*Task requirements*
A: Answer these questions about the letter on VIM-2 metallo-ß-lactamase in Pseudomonas aeruginosa from Greece, one answer per line:
(i) Which institute houses the Laboratory of Bacteriology listed among the affiliations?
(ii) In which species and country was the IMP-2 ß-lactamase detected?
(iii) Which representative isolate was studied?
B: Continue the letter on VIM-2 metallo-ß-lactamase in Pseudomonas aeruginosa from Greece, starting after its last sentence.

*Document excerpt*
--- --- ---

Carbapenem-hydrolysing VIM-2 metallo- ß-lactamase in Pseudomonas aeruginosa from Greece

A. Mavroidia, A. Tsakrisb, E. Tzelepia, S. Pournarasc, V. Loukovad and L. S. Tzouvelekisd,*

a Laboratory of Bacteriology, Hellenic Pasteur Institute, Athens; b Department of Microbiology, Medical School, Aristotle University of Thessaloniki; c Department of Microbiology, AHEPA University Hospital, Thessaloniki; d Laboratory of Antimicrobial Agents, Department of Microbiology, Medical School, University of Athens, M. Asias 75, Athens 11527, Greece

Sir,

Four integron-borne metallo-ß-lactamases, IMP-1, IMP-2, VIM-1 and VIM-2, conferring resistance to carbapenems, have been described.14 The respective bla genes were in the form of cassettes and located within the variable region of class 1 integrons. The IMP-1 ß-lactamase has been detected in various Gram-negative species in Japan,1 the IMP-2 ß-lactamase in a clinical isolate of Acinetobacter baumannii in Italy2 and the closely related VIM-1 and VIM-2 ß-lactamases in Pseudomonas aeruginosa strains from Italy and France, respectively.3,4 Recently, an outbreak caused by a carbapenem-resistant P. aeruginosa strain was described in a Greek hospital. Based on polymerase chain reaction (PCR) assays, it was assumed that resistance was due to the production of a VIM-like metallo-ß-lactamase.5 In order to characterize the respective bla gene and its carrier, a representative isolate, P. aeruginosa 174, was studied.

--- --- ---

*Data section*

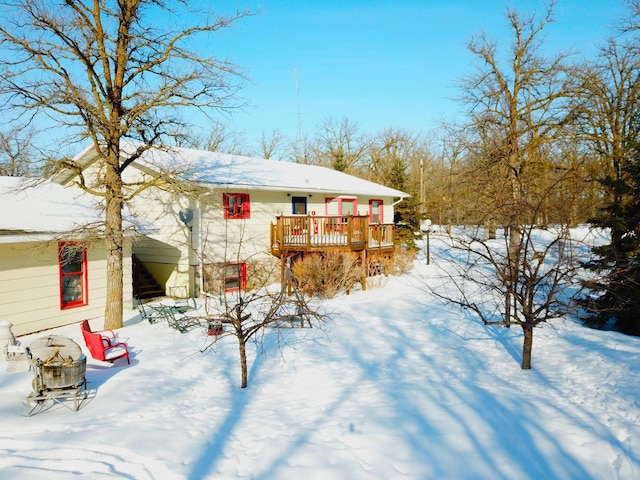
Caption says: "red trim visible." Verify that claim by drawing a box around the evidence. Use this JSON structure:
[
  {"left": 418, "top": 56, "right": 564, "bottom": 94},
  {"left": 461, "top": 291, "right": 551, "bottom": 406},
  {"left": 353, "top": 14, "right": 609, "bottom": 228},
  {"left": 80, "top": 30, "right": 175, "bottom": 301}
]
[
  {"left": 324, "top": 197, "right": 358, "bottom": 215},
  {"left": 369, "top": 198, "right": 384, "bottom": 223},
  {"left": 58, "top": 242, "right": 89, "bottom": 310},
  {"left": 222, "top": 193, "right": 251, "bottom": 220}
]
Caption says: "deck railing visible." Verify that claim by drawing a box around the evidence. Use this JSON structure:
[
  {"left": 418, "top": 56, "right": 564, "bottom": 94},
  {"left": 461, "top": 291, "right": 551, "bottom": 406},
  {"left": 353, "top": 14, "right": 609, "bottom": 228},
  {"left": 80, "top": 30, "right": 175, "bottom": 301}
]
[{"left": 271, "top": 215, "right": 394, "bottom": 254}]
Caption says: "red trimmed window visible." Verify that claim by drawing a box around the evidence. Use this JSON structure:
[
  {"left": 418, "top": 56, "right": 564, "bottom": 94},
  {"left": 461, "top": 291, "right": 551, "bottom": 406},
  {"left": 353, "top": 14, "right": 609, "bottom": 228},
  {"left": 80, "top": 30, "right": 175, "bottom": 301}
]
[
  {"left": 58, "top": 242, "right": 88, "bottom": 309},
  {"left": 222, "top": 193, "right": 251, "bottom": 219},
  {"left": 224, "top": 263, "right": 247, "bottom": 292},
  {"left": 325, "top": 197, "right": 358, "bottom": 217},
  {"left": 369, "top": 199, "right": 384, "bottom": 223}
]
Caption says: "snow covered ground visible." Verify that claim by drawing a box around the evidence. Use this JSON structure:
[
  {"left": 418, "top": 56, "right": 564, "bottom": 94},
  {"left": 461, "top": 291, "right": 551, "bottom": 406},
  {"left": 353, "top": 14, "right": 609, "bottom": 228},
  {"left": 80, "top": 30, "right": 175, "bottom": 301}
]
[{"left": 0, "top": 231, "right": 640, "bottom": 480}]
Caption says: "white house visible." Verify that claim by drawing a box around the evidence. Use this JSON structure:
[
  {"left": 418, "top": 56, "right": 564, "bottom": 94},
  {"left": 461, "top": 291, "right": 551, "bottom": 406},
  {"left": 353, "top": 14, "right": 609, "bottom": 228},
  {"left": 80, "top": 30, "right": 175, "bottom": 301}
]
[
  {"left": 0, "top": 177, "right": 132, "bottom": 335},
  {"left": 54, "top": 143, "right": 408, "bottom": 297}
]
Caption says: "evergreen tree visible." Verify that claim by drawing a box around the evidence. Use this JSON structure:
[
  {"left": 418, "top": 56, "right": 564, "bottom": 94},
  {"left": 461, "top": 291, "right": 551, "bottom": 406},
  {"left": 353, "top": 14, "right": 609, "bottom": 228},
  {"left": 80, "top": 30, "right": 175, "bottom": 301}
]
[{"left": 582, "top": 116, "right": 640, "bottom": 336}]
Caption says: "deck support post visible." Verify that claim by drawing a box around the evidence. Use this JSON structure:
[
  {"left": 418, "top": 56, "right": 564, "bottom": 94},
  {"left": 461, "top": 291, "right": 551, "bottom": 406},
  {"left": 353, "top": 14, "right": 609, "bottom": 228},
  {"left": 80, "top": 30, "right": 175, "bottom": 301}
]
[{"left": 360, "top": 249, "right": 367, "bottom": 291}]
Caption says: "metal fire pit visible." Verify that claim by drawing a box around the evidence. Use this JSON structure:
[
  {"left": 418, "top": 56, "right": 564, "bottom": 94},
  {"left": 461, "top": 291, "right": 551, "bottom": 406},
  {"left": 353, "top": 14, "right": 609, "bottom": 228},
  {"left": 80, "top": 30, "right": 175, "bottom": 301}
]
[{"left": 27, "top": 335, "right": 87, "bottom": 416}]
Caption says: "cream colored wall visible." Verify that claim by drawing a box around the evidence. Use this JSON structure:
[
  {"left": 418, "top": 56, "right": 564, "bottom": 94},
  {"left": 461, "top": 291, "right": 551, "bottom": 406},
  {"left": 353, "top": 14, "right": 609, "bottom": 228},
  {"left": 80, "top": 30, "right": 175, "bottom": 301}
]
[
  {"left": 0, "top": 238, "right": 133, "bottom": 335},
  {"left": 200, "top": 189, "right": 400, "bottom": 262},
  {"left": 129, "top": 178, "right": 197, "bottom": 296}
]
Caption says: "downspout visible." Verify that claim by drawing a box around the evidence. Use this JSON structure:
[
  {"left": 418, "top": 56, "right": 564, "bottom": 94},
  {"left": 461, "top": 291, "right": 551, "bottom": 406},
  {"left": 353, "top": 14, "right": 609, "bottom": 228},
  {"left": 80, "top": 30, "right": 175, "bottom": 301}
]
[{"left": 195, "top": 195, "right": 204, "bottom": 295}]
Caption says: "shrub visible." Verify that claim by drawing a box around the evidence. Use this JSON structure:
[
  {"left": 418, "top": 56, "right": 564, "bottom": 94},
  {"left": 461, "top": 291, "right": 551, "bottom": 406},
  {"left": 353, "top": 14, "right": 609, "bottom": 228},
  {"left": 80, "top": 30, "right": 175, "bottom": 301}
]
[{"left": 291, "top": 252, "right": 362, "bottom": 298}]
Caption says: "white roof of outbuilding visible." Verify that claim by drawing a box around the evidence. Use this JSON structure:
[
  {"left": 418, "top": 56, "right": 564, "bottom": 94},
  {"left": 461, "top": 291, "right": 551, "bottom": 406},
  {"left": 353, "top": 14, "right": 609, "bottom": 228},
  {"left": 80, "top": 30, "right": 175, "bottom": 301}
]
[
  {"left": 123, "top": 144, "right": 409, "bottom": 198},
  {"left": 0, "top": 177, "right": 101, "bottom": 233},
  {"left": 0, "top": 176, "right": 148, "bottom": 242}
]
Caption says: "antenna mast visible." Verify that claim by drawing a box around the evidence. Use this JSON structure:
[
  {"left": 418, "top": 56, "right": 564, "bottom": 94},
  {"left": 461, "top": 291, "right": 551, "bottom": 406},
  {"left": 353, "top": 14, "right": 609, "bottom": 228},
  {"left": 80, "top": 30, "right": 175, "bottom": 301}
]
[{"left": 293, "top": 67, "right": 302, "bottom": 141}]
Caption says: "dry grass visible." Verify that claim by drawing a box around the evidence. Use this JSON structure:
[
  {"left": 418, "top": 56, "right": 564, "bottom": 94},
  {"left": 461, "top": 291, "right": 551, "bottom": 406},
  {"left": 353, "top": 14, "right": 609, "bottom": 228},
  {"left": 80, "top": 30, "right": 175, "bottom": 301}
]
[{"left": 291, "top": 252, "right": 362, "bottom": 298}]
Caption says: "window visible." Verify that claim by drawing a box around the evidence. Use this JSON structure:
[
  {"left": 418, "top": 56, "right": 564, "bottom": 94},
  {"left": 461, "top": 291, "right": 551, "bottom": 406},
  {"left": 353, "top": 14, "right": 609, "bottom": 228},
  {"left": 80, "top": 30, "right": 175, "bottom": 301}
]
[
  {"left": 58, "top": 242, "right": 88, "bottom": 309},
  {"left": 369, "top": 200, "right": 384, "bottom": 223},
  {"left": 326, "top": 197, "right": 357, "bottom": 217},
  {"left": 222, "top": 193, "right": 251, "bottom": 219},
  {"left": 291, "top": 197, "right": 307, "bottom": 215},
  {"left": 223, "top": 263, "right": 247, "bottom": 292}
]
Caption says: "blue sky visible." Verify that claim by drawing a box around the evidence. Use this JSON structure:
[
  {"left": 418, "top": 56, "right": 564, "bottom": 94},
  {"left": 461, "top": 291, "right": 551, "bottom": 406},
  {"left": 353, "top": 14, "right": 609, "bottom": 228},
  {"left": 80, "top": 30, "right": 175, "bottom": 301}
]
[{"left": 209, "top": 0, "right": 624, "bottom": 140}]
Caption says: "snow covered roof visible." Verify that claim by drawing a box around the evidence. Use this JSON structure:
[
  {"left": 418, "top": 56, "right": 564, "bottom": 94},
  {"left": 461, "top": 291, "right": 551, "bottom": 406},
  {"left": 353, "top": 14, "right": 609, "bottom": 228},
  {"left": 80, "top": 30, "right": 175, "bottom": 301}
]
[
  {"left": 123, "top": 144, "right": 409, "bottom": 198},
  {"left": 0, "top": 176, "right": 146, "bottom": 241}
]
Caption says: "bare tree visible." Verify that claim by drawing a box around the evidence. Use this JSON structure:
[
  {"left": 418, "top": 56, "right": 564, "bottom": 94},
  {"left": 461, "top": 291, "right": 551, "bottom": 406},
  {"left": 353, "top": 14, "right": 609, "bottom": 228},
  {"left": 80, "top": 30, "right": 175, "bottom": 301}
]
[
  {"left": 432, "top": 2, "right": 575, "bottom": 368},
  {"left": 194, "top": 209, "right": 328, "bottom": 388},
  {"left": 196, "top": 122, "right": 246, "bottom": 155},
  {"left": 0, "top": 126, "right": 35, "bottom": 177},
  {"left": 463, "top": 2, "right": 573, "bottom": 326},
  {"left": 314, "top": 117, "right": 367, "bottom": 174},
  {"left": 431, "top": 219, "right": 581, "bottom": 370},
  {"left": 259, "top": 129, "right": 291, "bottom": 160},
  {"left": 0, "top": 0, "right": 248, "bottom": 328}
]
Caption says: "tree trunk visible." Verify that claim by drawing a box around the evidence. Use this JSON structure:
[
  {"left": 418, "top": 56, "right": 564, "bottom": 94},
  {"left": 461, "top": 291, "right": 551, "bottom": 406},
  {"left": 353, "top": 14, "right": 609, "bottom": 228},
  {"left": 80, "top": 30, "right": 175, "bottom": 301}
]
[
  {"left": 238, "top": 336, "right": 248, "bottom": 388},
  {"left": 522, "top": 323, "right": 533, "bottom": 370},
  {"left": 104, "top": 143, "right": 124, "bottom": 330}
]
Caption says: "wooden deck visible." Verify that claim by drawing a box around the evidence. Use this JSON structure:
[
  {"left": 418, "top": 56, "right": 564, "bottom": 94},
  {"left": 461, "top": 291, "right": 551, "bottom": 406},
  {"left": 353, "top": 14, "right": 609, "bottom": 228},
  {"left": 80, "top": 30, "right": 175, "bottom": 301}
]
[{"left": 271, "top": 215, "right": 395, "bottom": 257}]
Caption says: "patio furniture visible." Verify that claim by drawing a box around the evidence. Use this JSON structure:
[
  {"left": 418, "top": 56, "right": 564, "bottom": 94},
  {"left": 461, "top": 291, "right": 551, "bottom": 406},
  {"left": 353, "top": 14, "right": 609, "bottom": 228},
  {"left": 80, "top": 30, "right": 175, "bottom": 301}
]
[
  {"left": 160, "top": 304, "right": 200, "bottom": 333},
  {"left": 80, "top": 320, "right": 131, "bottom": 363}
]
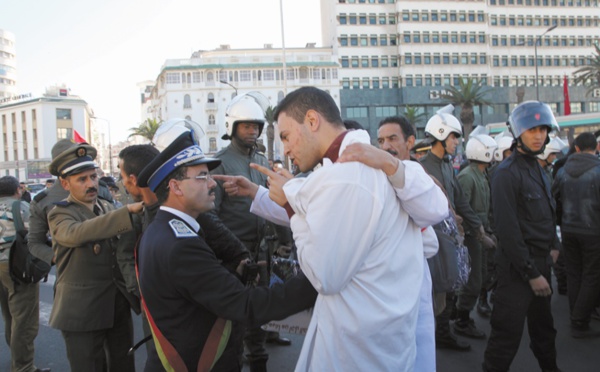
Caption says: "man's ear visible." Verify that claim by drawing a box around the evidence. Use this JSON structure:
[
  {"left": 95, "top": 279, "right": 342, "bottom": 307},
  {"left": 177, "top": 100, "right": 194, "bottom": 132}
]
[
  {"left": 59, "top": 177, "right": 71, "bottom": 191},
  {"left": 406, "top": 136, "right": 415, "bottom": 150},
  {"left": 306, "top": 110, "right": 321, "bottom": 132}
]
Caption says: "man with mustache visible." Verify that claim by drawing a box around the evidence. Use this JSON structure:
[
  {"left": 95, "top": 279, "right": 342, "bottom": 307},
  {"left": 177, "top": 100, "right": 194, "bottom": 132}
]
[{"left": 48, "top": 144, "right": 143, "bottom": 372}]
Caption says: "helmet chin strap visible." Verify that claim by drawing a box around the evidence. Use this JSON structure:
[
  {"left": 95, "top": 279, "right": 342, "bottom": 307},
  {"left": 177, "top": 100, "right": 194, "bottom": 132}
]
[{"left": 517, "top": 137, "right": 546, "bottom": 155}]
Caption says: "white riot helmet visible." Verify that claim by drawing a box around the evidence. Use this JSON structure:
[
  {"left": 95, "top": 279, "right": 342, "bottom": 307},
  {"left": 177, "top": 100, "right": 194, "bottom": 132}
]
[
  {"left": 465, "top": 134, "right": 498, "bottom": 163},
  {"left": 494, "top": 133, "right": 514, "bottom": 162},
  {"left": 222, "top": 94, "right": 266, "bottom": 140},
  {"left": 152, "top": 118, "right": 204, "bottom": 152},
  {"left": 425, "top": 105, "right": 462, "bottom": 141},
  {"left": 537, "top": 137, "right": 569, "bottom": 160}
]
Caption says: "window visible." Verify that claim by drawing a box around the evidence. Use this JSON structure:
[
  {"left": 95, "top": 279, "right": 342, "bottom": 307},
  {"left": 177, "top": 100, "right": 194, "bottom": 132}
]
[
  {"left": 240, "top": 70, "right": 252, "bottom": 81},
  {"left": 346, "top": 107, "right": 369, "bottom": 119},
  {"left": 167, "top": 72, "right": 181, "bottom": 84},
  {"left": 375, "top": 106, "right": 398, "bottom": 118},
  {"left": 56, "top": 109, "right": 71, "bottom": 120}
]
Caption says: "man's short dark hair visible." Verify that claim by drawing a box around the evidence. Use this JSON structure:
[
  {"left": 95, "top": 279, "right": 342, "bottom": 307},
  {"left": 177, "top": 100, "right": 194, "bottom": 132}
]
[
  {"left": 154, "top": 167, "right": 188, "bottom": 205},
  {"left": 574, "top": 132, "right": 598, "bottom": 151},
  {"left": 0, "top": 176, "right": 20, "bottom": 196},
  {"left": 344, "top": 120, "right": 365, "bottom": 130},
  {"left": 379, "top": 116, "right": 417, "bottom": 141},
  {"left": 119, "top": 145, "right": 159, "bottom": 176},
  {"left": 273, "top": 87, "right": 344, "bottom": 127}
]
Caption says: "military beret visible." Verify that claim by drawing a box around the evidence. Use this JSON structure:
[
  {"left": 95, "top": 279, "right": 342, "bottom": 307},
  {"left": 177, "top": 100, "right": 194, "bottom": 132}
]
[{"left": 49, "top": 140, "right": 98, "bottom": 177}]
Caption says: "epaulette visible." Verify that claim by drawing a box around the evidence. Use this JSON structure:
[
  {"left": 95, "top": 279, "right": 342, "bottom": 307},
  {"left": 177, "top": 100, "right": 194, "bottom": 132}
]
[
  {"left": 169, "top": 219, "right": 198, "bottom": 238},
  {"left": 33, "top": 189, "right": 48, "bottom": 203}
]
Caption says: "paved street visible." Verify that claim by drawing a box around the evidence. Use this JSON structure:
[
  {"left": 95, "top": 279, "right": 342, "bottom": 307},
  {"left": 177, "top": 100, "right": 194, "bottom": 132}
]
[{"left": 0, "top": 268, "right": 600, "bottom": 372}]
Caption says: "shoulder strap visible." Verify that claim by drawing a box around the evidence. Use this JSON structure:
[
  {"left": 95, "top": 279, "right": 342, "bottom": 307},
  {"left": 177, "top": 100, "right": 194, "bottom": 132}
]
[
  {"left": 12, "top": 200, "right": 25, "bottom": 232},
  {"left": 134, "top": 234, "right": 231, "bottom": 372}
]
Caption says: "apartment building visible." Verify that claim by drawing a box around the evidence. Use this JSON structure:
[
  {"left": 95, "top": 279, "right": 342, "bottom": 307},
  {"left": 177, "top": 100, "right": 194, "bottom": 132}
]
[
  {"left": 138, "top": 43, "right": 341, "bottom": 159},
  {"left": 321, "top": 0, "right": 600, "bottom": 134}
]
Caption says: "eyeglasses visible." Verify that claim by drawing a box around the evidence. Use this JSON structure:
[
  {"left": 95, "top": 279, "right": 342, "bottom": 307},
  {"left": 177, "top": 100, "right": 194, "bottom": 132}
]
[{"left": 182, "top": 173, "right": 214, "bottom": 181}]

--- --- ---

*Responses by task*
A:
(i) The Hellenic Pasteur Institute, Athens.
(ii) In a clinical isolate of Acinetobacter baumannii in Italy.
(iii) P. aeruginosa 174.

B:
Escherichia coli JM109 was used in transformation experiments. The plasmids pMON-382016 and pBCSK(+) (Stratagene) were used for cloning and expression of ß-lactamases. Susceptibility testing was performed by an agar dilution method as described by Tsakris et al.5 Plasmid DNA from P. aeruginosa was obtained by various methods as described by Lauretti et al.3 ß-Lactamase preparations were obtained by ultrasonic treatment of cell suspensions. Isoelectric focusing (IEF) was performed in polyacrylamide gels containing ampholytes (pH range 3.5–9.5). ß-Lactamases were detected with nitrocefin (Oxoid). Enzymatic activity was inhibited in situ by application, for 10 min, of paper strips soaked in 0.1 M EDTA. Wholecell DNA from P. aeruginosa was used as template in PCR assays. The following primers were used: VIM-F (5'-AGTGGTGAGTATCCGACAG-3') and VIM-R (5'-ATGAAAGTGCGTGGAGAC-3') for blaVIM-specific amplification; 5'-CS (5'-GGCATCCAAGCAGCAAG-3') and 3'-CS (5'-AAGCAGACTTGACCTGA-3') for amplification of the variable region of the class 1 integron. An integrase-specific primer, INT-F (5'-CGTTCCATACAGAAGCTG-3'; nucleotides 657–674 of GenBank accession no. Y18050), was also used. PCR products were cloned into XcmI-digested pMON-38201, and appropriate fragments were subcloned into pBCSK(+). Nucleotide sequences were determined using Sequenase 2.0 (USB, Cleveland, OH, USA).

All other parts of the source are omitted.